WHAT IS BEING ASKED = In the listing below, from its start through the line containing "negative clicks: (288, 341) (260, 386)" (both ends included), replace "rough mask" with "coarse mask" and leave everything else unchanged. Give back only those lines, without the pictures.

RECORDS =
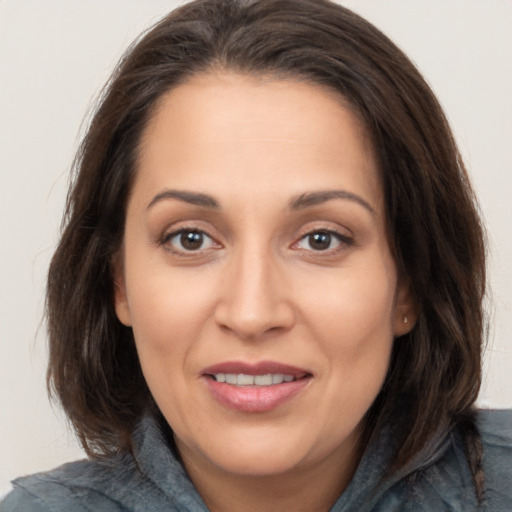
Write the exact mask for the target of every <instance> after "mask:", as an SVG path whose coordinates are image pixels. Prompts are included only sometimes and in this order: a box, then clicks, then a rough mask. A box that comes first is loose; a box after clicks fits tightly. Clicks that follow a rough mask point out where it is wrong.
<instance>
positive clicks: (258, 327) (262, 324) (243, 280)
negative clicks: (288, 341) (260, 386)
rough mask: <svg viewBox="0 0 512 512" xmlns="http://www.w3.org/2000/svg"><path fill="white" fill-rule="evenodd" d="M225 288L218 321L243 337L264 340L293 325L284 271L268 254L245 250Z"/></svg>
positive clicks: (234, 332) (220, 297)
mask: <svg viewBox="0 0 512 512" xmlns="http://www.w3.org/2000/svg"><path fill="white" fill-rule="evenodd" d="M280 270H281V271H280ZM222 287H223V289H222V291H221V294H220V300H219V301H218V303H217V307H216V310H215V319H216V322H217V324H218V325H219V326H221V327H222V328H223V329H226V330H228V331H230V332H232V333H234V334H236V335H237V336H238V337H239V338H241V339H243V340H256V339H261V338H263V337H265V335H267V334H270V333H271V332H273V333H277V332H285V331H287V330H289V329H290V328H291V327H292V326H293V324H294V322H295V315H294V310H293V306H292V302H291V300H290V297H289V296H288V295H289V294H288V293H287V286H286V283H285V278H284V276H283V272H282V269H279V268H278V265H277V262H276V261H275V260H274V259H273V258H272V257H271V256H270V255H269V254H268V253H263V252H259V253H257V252H256V251H245V253H243V254H239V255H237V256H235V257H234V258H233V260H232V261H231V262H230V264H229V267H228V268H227V269H226V273H225V275H224V276H223V283H222Z"/></svg>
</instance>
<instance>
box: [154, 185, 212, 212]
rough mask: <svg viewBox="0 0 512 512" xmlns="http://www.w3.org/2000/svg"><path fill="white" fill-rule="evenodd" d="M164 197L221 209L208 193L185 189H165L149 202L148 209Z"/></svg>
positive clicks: (163, 197) (200, 205) (204, 207)
mask: <svg viewBox="0 0 512 512" xmlns="http://www.w3.org/2000/svg"><path fill="white" fill-rule="evenodd" d="M164 199H178V200H179V201H183V202H185V203H189V204H193V205H195V206H202V207H204V208H212V209H215V210H217V209H219V208H220V204H219V202H218V201H217V200H216V199H215V198H213V197H212V196H209V195H207V194H201V193H200V192H188V191H185V190H168V189H167V190H164V191H163V192H160V193H159V194H157V195H156V196H155V197H154V198H153V199H152V200H151V202H150V203H149V204H148V206H147V208H146V209H149V208H151V207H152V206H154V205H155V204H156V203H158V202H160V201H162V200H164Z"/></svg>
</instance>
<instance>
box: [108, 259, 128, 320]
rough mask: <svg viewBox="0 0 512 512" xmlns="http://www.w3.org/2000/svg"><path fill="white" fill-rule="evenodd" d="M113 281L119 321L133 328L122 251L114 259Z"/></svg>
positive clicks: (112, 276) (115, 309)
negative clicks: (125, 280) (132, 326)
mask: <svg viewBox="0 0 512 512" xmlns="http://www.w3.org/2000/svg"><path fill="white" fill-rule="evenodd" d="M112 281H113V285H114V307H115V310H116V315H117V318H118V320H119V321H120V322H121V323H122V324H123V325H126V326H127V327H131V325H132V320H131V313H130V307H129V304H128V297H127V295H126V282H125V277H124V262H123V255H122V249H121V250H120V251H119V252H117V253H116V255H115V256H114V258H113V259H112Z"/></svg>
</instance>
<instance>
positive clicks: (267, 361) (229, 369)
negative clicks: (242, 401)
mask: <svg viewBox="0 0 512 512" xmlns="http://www.w3.org/2000/svg"><path fill="white" fill-rule="evenodd" d="M202 373H203V375H213V374H214V373H236V374H239V373H244V374H246V375H265V374H269V373H284V374H286V375H293V376H294V377H295V378H299V377H302V376H304V375H307V374H308V373H310V372H308V371H307V370H305V369H304V368H297V367H296V366H290V365H288V364H282V363H277V362H274V361H260V362H258V363H244V362H241V361H226V362H224V363H218V364H214V365H213V366H208V368H205V369H204V370H203V372H202Z"/></svg>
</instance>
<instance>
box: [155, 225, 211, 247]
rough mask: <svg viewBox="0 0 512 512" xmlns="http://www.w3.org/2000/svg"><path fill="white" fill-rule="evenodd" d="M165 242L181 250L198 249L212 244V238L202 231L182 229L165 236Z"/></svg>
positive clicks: (170, 245) (165, 242) (168, 244)
mask: <svg viewBox="0 0 512 512" xmlns="http://www.w3.org/2000/svg"><path fill="white" fill-rule="evenodd" d="M165 243H166V244H168V245H170V246H171V247H172V248H173V249H174V250H177V251H181V252H191V251H200V250H203V249H209V248H210V247H212V246H213V245H214V243H213V240H212V239H211V238H210V237H209V236H208V235H207V234H206V233H203V232H202V231H196V230H189V229H182V230H180V231H177V232H174V233H171V234H170V235H168V236H167V237H166V240H165Z"/></svg>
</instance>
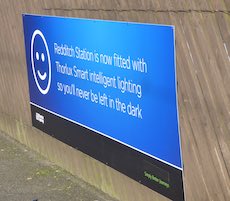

ANSWER FOR THIS EXERCISE =
Write the exact mask for the target of every <instance> after "mask:", as an SVG path whose coordinates are image pixels. Prompts are included only sometimes and in this order: a box, then clicks, then a coarse mask. A box that comes first is loose; a box after clicks fits tightly. Clicks that follow a coarse mask point out where it is wrong.
<instance>
positive clicks: (258, 327) (262, 324) (243, 280)
negative clicks: (288, 341) (260, 386)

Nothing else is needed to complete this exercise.